§ Goal: In the passage on visual programming in KNIME, what does a single node replace?

§ Source passage:
+---+
The implications of being open source and free to use are self-explanatory, reducing the licensing legal headaches and the impact on the project budget. The impact of visual programming (using a workflow-type graphical user interface) might require a few more words of explanation. Visual programming has become quite popular in recent times and it aims at substituting, partially or completely, the coding practice. In visual programming, a Graphical User Interface (GUI) guides you through all necessary steps to build a pipeline (workflow) of dedicated blocks (nodes). Each node implements a given task; each workflow of nodes takes your data from the beginning till the end of the designed journey. A workflow substitutes a script; a node substitutes one or more script lines.

In KNIME Analytics Platform, nodes are created by drag-and-drop (or double-click) from the Node Repository into the workflow editor in the central part of the KNIME workbench. Node after node, in a logical order, the pipeline is quickly built, configured, executed, inspected, and documented. See a screen shot of the KNIME Analytics Platform graphical user interface in Figure A.1.
+---+
§ Listed records:
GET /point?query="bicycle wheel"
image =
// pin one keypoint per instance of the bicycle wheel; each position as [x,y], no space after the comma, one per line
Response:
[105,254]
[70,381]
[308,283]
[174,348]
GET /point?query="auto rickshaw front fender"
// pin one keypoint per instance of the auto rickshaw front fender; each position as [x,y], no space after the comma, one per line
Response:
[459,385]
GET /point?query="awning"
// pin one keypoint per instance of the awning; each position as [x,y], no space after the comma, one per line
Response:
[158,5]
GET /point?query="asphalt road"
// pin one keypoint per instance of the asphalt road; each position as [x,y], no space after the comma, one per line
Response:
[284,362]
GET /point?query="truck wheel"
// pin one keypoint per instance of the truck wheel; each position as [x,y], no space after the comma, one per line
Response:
+---+
§ Problem solution: One or more script lines.